Quoted passage START

The Morning Show Review: La Amara Vita (Season 2 Episode 7)
The Morning Show Season 2 Episode 7, “La Amara Vita” offers up the Mitch Kessler-focused episode that exactly zero people were waiting for, sending Alex Levy haring off to Italy for a paper-thin reason so that we could all experience another uncomfortable series of scenes between her and her former Morning Show hosting partner.
The episode features them reviewing basically all the greatest hits of their relationship — while they’re Alex even confesses at one point she thought she was pregnant with Mitch’s child — from how close they’ve always been to the toxic ways they treated each other. There’s rage, and a lot of wine, and a slow-motion slow dance around the living room.
There’s even cuddling before Mitch asks Alex to perform some unpaid emotional labor and teach him about the reasons why all the horrible things he did were bad. (Such as more frequently targeting Black women and other women of color.)

Quoted passage END

• Parts of the exercise:
**A)** From the review, reproduce the passage from "The episode features" up to and including "the living room.", word for word.
**B)** Summarize the review in two sentences.
**C)** Based on the review, state whether each statement is true, answering yes or no and quoting the words that decide it: (i) The episode sends Alex Levy to Italy. (ii) The emotional labor Mitch asks of Alex is paid. (iii) The episode includes a slow dance around the living room.

Provided information START

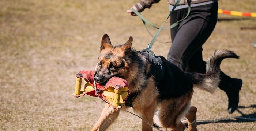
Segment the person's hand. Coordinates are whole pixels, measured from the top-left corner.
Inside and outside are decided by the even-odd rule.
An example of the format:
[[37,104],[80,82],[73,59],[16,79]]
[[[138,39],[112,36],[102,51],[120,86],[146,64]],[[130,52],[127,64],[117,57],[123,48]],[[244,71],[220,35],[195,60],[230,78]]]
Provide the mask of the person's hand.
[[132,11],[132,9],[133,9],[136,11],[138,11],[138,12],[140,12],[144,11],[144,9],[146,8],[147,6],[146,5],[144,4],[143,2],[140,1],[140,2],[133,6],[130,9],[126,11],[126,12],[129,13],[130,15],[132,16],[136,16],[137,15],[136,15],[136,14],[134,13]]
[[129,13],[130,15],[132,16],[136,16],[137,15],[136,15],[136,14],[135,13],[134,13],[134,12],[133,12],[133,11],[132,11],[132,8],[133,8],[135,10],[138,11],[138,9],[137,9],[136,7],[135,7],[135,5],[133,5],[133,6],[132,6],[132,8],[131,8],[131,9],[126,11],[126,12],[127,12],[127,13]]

Provided information END
Provided information START

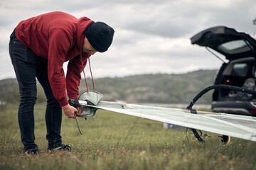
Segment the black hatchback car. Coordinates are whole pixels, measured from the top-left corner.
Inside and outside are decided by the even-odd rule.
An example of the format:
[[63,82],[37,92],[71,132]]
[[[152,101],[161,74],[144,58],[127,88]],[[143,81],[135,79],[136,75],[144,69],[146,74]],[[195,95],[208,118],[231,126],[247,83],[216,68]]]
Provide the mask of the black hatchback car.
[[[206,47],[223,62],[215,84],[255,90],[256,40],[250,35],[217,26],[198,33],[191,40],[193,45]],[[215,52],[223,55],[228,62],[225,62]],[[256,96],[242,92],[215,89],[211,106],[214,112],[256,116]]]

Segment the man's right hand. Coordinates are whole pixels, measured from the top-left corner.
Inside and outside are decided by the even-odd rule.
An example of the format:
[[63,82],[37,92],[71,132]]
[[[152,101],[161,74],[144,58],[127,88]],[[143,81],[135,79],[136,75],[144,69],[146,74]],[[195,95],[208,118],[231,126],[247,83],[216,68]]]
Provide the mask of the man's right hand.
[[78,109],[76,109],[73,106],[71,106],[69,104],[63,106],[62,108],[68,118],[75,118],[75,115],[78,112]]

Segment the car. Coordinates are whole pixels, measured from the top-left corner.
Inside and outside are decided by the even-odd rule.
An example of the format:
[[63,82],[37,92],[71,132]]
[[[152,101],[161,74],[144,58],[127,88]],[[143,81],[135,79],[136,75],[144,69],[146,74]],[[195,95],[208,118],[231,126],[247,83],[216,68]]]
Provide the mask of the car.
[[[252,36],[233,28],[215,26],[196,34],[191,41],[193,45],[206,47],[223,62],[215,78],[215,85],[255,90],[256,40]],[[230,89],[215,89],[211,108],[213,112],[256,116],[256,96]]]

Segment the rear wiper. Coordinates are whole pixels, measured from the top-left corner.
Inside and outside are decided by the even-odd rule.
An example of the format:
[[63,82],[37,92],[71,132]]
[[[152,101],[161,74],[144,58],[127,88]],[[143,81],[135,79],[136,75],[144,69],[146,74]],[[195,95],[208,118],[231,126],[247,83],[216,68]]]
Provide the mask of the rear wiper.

Provided information END
Provided information START

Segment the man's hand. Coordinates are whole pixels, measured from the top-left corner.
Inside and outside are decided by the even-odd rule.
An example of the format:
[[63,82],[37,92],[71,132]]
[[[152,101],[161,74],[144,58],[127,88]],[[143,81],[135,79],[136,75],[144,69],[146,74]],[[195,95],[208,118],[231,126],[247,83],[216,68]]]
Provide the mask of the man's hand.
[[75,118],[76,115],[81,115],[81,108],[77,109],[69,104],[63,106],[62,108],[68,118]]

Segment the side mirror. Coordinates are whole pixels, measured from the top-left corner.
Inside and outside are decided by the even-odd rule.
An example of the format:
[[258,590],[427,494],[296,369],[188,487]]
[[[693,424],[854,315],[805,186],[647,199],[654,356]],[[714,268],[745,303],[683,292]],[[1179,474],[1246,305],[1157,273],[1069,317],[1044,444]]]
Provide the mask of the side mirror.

Provided information END

• Solution set:
**A)**
The episode features them reviewing basically all the greatest hits of their relationship — while they’re Alex even confesses at one point she thought she was pregnant with Mitch’s child — from how close they’ve always been to the toxic ways they treated each other. There’s rage, and a lot of wine, and a slow-motion slow dance around the living room.

**B)** "La Amara Vita," Season 2 Episode 7 of The Morning Show, centers on Mitch Kessler and sends Alex Levy to Italy for a paper-thin reason, producing another uncomfortable series of scenes between her and her former hosting partner. The two revisit their relationship, from their closeness to the toxic ways they treated each other, amid rage, wine, a slow-motion slow dance and cuddling, before Mitch asks Alex to teach him why the horrible things he did were bad.

**C)**
(i) Yes: "sending Alex Levy haring off to Italy"
(ii) No: "perform some unpaid emotional labor"
(iii) Yes: "a slow-motion slow dance around the living room"